[Dataset items]
━━━━━━━━━━━━━━━━

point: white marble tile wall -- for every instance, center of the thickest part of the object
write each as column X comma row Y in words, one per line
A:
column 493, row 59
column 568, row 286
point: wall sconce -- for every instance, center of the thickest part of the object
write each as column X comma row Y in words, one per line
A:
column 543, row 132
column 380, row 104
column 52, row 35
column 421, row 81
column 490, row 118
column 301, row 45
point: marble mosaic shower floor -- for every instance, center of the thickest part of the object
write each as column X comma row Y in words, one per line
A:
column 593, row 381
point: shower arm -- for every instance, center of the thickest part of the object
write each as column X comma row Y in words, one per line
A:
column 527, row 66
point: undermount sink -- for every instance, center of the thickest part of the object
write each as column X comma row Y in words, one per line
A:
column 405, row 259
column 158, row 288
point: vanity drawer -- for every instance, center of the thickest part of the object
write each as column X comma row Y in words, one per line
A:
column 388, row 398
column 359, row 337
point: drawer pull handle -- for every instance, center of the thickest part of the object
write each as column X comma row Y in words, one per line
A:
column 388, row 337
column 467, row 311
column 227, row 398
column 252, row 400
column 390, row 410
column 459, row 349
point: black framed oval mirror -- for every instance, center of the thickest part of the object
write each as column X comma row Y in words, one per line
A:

━━━━━━━━━━━━━━━━

### [TASK PROMPT]
Go through the data and copy every line that includes "shower".

### [RESULT FOR THIS TASK]
point: marble mosaic shower floor -- for every instance, center of the thickest part of the object
point: shower arm -- for every instance, center of the thickest part of the object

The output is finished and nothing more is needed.